- Page extract
BEGIN

The suspected case count sits at 116 in the DRC — but that number was recalculated on May 29 when the DRC Ministry of Health stripped out ruled-out cases from the total. The headline suspect number looks smaller now. The real outbreak is bigger.
It Reached a Capital City
The outbreak is no longer confined to remote Ituri province. Cases are now confirmed in Goma — a major regional hub in North Kivu — and in Kampala, Uganda's capital city of roughly 4 million people, according to the International Rescue Committee as reported by ABC News.
The New York-based IRC warned on May 27 that the outbreak is now "spreading faster than responders can contain it" and risks becoming the deadliest Ebola outbreak on record without urgent international action. The 2014-2016 West Africa outbreak produced more than 28,600 cases, according to CDC historical data.
Capital city exposure is how outbreaks stop being contained.
An American Is Infected
On May 17, an American working in patient care in the DRC tested positive for Bundibugyo Ebola, according to CDC.gov. The patient was transported to Germany for treatment — not the United States. CDC cites Germany's shorter flight distance from the region and its prior experience treating Ebola patients.
The patient is currently listed in stable condition.
High-risk contacts associated with this exposure have been identified and are being monitored. CDC confirmed zero Ebola cases have been reported inside the United States as a result of this outbreak as of June 1.

END

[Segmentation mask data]
BEGIN

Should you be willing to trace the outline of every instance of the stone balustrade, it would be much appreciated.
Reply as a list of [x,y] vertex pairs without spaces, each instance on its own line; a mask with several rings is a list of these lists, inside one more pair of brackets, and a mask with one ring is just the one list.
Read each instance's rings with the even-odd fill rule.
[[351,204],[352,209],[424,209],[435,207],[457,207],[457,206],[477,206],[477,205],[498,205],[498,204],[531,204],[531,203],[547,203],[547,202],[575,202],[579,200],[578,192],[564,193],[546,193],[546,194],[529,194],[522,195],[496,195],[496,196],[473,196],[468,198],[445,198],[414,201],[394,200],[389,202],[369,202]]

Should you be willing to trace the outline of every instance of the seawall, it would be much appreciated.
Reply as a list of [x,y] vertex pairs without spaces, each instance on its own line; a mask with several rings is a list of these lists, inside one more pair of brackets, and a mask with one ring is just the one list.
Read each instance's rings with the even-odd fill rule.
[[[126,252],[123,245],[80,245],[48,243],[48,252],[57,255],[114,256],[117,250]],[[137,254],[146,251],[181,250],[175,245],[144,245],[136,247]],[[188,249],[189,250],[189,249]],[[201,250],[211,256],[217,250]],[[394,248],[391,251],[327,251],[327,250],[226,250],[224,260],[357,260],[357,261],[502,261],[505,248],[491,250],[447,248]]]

END

Please answer these questions from the Ebola outbreak text, one per line:
(a) What suspected case count in the DRC does the text give?
(b) According to CDC historical data, how many cases did the 2014-2016 West Africa outbreak produce?
(c) To which country was the infected American transported for treatment?
The data is unrelated to the Ebola outbreak text.

- Response to the task
(a) 116
(b) More than 28,600
(c) Germany